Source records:
..........

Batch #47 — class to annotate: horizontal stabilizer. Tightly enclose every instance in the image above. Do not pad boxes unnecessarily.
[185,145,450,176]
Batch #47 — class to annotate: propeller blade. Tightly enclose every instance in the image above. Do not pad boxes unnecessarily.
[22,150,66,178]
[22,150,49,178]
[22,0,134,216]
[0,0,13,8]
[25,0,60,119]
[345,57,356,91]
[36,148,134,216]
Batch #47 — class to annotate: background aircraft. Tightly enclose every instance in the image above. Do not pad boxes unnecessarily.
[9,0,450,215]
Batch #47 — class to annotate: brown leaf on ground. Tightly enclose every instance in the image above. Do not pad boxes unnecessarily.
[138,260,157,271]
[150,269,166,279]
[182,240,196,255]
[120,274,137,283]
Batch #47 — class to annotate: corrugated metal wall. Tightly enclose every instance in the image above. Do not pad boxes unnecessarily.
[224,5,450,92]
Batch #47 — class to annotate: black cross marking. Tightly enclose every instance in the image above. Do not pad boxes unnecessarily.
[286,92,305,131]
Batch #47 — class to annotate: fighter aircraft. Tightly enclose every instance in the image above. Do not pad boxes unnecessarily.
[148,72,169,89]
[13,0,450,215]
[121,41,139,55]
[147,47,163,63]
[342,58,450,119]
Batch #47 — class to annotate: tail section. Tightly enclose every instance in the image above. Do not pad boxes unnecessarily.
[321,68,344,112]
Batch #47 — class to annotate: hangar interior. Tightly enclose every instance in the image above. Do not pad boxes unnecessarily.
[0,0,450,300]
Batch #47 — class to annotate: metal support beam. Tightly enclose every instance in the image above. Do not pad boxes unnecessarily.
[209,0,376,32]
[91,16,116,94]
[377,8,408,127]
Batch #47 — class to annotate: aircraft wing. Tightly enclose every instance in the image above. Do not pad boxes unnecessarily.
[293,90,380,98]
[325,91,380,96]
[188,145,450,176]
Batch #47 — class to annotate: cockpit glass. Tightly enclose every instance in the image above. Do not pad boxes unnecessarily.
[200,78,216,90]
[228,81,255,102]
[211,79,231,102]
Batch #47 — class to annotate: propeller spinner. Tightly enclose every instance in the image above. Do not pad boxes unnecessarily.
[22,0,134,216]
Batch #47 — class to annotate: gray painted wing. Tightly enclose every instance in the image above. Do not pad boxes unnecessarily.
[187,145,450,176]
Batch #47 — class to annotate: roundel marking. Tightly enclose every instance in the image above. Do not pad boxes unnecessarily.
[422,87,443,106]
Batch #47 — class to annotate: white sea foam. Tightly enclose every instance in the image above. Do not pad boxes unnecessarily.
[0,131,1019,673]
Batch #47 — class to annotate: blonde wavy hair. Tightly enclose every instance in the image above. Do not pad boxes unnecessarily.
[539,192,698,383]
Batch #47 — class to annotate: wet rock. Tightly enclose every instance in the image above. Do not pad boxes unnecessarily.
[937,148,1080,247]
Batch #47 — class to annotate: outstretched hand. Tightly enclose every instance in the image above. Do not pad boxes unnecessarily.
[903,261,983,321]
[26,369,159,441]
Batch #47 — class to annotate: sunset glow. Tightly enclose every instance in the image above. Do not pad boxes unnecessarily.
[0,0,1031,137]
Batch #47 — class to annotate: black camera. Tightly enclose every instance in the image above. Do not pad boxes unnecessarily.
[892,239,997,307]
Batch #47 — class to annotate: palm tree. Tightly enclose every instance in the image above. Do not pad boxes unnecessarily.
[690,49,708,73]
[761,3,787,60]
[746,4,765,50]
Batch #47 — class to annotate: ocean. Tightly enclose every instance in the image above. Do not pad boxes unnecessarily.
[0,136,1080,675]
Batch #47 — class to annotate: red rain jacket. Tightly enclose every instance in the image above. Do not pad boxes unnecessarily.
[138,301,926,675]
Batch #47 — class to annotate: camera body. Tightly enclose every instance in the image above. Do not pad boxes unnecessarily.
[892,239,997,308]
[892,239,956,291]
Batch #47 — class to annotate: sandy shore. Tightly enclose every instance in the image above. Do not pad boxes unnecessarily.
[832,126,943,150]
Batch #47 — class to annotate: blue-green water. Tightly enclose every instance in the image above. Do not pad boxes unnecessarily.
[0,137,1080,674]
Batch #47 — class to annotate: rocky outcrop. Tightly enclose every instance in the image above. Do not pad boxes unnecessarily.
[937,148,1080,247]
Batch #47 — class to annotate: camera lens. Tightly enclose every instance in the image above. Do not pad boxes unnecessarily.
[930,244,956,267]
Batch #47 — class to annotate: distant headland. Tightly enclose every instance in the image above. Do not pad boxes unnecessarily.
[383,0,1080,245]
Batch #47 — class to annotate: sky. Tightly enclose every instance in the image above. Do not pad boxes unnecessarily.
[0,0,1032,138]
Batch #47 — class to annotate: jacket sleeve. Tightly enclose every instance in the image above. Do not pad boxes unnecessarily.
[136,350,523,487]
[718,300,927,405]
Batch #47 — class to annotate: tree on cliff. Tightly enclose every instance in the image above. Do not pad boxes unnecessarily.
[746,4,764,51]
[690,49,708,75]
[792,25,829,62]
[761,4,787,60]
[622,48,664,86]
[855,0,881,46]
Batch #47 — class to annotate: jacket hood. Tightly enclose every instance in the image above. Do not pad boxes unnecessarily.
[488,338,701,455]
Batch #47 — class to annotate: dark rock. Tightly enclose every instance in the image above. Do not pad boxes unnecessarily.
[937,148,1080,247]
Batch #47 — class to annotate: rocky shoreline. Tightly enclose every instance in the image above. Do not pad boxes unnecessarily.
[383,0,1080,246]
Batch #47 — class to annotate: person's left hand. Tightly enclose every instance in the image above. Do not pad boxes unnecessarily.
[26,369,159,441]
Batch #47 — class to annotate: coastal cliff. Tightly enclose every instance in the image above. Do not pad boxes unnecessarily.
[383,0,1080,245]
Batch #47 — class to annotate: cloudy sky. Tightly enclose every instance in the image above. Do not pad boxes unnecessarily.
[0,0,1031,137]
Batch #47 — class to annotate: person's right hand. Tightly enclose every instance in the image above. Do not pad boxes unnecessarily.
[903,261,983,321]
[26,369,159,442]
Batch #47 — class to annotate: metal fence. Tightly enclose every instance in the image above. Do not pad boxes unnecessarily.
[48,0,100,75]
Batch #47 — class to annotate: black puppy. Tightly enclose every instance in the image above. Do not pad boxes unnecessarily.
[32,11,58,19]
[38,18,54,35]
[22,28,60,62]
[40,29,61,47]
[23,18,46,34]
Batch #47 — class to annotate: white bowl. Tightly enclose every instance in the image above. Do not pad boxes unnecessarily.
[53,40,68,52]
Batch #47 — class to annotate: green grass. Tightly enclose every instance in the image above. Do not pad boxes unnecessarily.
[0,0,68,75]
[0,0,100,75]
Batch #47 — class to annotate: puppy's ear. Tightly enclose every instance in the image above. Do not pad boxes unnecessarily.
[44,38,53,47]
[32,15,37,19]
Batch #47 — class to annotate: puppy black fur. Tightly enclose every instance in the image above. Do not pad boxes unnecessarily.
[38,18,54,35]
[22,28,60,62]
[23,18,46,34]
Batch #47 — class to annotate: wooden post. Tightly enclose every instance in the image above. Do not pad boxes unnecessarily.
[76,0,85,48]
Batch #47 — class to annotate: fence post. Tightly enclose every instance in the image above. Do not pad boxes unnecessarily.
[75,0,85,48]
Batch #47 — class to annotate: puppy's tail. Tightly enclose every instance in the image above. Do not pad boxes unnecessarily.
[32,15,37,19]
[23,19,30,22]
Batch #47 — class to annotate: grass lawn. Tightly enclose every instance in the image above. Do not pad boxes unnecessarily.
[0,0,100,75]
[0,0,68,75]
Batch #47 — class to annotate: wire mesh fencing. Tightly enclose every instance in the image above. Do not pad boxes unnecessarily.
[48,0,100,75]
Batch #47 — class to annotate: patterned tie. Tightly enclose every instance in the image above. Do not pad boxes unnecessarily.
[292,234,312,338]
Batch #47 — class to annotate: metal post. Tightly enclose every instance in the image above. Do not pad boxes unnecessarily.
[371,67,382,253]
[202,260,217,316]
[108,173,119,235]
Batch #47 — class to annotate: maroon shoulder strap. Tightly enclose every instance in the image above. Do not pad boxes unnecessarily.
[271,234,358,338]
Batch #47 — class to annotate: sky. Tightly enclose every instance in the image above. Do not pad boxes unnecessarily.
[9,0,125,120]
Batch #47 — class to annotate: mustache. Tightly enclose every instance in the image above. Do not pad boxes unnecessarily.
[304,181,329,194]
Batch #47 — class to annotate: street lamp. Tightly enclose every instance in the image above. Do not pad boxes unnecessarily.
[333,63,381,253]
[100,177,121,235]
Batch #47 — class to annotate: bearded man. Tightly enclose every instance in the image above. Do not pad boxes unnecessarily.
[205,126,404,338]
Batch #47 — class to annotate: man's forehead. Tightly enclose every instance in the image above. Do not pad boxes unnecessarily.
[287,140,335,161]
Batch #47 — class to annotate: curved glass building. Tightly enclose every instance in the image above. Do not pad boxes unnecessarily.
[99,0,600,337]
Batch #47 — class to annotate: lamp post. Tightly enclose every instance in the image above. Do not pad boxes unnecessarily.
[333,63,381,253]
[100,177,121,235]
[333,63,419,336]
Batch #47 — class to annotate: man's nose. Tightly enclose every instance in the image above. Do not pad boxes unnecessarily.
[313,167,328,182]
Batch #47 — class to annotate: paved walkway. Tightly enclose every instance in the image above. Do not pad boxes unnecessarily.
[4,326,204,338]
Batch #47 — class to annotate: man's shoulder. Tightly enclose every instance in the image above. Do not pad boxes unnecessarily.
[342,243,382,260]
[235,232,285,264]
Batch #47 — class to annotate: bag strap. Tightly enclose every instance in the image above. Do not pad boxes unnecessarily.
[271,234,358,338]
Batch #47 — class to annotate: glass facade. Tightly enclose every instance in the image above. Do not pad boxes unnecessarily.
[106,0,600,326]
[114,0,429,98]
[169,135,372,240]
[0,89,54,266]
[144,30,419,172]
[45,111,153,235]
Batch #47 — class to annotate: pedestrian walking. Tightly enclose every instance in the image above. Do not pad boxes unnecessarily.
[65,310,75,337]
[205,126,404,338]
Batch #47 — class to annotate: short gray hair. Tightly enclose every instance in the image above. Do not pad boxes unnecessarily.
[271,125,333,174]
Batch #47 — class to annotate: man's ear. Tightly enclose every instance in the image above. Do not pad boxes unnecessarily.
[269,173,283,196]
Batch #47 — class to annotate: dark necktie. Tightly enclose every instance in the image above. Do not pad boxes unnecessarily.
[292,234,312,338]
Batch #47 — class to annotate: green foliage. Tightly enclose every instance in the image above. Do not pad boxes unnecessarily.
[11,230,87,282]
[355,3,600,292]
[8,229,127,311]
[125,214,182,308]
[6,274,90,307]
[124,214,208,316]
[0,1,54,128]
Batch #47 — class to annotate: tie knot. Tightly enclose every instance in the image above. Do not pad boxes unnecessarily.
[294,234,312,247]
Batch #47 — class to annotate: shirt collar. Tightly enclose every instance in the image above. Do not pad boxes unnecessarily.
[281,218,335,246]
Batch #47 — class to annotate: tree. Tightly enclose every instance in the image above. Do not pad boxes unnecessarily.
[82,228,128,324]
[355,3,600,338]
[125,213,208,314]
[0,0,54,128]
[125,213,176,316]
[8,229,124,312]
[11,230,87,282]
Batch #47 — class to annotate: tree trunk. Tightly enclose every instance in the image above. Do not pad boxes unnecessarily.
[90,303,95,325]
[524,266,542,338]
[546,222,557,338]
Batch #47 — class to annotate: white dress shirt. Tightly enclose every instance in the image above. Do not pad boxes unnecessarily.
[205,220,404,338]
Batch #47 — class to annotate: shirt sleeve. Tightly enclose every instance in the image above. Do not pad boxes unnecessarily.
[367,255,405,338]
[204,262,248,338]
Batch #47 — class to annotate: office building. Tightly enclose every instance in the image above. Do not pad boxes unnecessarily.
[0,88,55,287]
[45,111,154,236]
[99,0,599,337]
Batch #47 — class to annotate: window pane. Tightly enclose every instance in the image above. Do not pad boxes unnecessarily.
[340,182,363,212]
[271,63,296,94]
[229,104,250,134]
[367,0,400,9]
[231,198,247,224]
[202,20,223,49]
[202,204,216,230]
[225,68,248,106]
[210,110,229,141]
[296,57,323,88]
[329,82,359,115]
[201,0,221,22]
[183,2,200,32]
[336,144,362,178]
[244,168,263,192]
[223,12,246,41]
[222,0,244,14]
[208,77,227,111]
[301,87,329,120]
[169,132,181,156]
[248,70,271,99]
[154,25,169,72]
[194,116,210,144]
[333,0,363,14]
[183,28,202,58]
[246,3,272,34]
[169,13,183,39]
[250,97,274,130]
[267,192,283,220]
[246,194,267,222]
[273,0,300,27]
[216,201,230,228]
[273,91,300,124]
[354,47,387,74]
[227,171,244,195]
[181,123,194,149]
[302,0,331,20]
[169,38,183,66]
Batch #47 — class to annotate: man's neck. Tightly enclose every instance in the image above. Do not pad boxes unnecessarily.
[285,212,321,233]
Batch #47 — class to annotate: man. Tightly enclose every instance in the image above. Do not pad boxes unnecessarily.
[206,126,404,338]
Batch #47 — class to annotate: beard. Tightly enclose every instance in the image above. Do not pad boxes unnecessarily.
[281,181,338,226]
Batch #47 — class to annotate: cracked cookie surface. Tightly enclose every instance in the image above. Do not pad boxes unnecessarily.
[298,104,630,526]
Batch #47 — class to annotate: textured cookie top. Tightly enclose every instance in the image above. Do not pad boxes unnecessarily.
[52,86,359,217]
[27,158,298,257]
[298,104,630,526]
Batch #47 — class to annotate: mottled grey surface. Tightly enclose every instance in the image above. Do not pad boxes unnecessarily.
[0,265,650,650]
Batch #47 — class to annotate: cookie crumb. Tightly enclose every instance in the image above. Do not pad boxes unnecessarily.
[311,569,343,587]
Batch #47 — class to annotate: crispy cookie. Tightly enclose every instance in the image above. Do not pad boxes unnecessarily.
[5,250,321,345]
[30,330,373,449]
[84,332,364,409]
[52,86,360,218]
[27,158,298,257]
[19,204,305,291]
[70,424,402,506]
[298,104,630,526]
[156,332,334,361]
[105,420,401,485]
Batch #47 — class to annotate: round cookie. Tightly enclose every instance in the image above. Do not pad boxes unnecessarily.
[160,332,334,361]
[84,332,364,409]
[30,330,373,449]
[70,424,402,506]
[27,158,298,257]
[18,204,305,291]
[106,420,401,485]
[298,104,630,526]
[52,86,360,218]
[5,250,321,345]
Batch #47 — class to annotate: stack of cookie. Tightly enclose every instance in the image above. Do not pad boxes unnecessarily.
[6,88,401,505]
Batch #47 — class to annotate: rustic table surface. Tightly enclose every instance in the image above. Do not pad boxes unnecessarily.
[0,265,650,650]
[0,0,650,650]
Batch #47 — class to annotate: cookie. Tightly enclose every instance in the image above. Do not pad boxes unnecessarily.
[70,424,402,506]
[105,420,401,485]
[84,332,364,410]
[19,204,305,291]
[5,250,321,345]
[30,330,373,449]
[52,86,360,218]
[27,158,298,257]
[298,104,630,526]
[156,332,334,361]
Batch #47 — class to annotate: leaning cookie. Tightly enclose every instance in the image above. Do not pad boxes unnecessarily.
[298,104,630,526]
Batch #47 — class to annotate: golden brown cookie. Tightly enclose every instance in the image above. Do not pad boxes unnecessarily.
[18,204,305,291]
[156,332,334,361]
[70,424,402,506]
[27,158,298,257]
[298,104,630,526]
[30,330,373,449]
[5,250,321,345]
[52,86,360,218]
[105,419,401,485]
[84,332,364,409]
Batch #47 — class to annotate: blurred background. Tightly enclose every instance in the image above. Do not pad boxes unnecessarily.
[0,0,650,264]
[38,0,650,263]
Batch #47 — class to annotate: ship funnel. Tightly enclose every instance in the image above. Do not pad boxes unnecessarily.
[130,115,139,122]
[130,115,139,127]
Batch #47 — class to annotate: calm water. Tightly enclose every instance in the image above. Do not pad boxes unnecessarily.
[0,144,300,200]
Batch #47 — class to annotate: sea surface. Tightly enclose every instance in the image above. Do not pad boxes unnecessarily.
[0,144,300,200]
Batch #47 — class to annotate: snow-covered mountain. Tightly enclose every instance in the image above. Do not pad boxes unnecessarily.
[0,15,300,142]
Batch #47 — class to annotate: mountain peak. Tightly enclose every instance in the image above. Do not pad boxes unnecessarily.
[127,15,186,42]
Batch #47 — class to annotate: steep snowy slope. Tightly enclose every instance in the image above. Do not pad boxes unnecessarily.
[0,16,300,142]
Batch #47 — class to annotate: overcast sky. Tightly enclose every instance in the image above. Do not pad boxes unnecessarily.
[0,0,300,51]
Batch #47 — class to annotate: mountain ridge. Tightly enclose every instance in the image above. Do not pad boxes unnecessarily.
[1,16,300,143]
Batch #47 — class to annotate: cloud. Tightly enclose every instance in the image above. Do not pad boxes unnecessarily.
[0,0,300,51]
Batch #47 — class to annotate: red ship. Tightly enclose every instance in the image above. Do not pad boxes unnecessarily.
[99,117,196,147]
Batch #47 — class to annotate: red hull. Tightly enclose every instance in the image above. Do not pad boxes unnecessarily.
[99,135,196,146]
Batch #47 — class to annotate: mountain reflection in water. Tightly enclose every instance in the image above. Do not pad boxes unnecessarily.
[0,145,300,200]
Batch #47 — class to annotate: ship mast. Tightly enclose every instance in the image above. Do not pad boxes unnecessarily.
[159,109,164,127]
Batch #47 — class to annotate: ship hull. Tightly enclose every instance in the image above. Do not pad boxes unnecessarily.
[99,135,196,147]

..........

Stated problem:
Could you render the records as a numbered list, leaving out any blank lines, starting at the very beginning of the records and ending at the line containing "[9,0,450,215]", with both of those lines included?

Written solution:
1. Batch #47 — class to annotate: horizontal stabilizer. Tightly enclose every instance in the image above. Do not pad boxes unnecessarily.
2. [185,145,450,176]
3. Batch #47 — class to annotate: propeller blade. Tightly enclose every instance in the image above. Do not pad boxes unnecessarily.
4. [22,150,66,178]
5. [22,150,49,178]
6. [22,0,134,216]
7. [0,0,13,8]
8. [25,0,60,119]
9. [345,57,356,91]
10. [36,148,134,216]
11. Batch #47 — class to annotate: background aircraft. Tightly enclose every instance in the image above. Do not pad boxes unnecessarily.
12. [9,0,450,215]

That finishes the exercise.